WORK REQUIRED: Can you render every line of the dataset rows below as a Markdown table with the columns Line No. and Content, leaving out blank lines?
>> START SUPPLIED MATERIAL
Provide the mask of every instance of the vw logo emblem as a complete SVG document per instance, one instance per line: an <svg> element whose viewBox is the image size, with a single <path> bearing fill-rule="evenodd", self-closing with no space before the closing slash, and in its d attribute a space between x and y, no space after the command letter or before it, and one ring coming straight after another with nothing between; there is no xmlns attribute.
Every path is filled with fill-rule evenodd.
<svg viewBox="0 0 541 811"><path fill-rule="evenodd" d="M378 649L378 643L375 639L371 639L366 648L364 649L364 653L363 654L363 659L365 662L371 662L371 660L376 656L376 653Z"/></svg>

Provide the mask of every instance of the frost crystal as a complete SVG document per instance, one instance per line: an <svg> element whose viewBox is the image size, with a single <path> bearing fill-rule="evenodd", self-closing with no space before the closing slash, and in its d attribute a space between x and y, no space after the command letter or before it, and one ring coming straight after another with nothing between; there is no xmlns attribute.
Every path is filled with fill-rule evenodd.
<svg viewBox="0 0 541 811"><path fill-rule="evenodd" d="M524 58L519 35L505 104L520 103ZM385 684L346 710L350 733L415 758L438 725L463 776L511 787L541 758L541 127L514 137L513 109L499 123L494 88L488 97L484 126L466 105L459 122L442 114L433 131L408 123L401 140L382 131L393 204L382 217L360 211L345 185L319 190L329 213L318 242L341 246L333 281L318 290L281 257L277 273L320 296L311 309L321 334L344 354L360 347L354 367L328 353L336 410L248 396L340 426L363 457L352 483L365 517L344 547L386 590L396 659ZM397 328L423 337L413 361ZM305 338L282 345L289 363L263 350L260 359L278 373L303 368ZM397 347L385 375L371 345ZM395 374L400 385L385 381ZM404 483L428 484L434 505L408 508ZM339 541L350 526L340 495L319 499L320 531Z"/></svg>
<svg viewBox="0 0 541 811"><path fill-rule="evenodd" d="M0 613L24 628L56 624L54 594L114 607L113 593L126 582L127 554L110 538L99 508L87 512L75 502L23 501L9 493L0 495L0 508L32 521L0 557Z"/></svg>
>> END SUPPLIED MATERIAL
SOLUTION FOR THIS PROBLEM:
| Line No. | Content |
|---|---|
| 1 | Provide the mask of every instance of the vw logo emblem as a complete SVG document per instance, one instance per line: an <svg> element whose viewBox is the image size, with a single <path> bearing fill-rule="evenodd", self-closing with no space before the closing slash, and in its d attribute a space between x and y, no space after the command letter or before it, and one ring coming straight after another with nothing between; there is no xmlns attribute. |
| 2 | Every path is filled with fill-rule evenodd. |
| 3 | <svg viewBox="0 0 541 811"><path fill-rule="evenodd" d="M378 649L378 643L375 639L371 639L366 648L364 649L364 653L363 654L363 659L365 662L371 662L371 660L376 656L376 653Z"/></svg> |
| 4 | Provide the mask of every instance of the frost crystal as a complete SVG document per instance, one instance per line: an <svg> element whose viewBox is the image size, with a single <path> bearing fill-rule="evenodd", self-closing with no space before the closing slash, and in its d attribute a space between x and y, no space after the command letter or before it, and one ring coming straight after another with nothing between; there is no xmlns attribute. |
| 5 | Every path is filled with fill-rule evenodd. |
| 6 | <svg viewBox="0 0 541 811"><path fill-rule="evenodd" d="M524 58L519 35L505 104L520 103ZM385 684L346 710L350 733L415 758L438 725L463 776L511 787L541 758L541 127L514 137L513 109L499 123L494 88L488 97L484 126L466 105L459 122L442 114L433 131L408 123L401 140L382 131L393 204L382 217L360 211L345 185L319 190L329 213L318 242L341 246L333 281L318 290L281 257L277 273L320 296L311 309L321 334L344 354L360 347L354 367L328 353L336 410L248 396L340 426L363 457L352 483L365 517L344 547L386 590L396 659ZM397 328L423 337L413 361ZM305 338L282 345L289 363L263 350L260 359L278 373L303 368ZM397 347L385 375L371 345ZM395 374L400 385L385 381ZM404 483L428 484L434 505L408 508ZM339 541L350 526L340 495L319 499L320 531Z"/></svg> |
| 7 | <svg viewBox="0 0 541 811"><path fill-rule="evenodd" d="M0 613L24 628L56 624L54 594L114 607L113 593L126 582L127 554L110 538L99 508L87 512L75 502L23 501L9 493L0 495L0 508L32 521L0 557Z"/></svg> |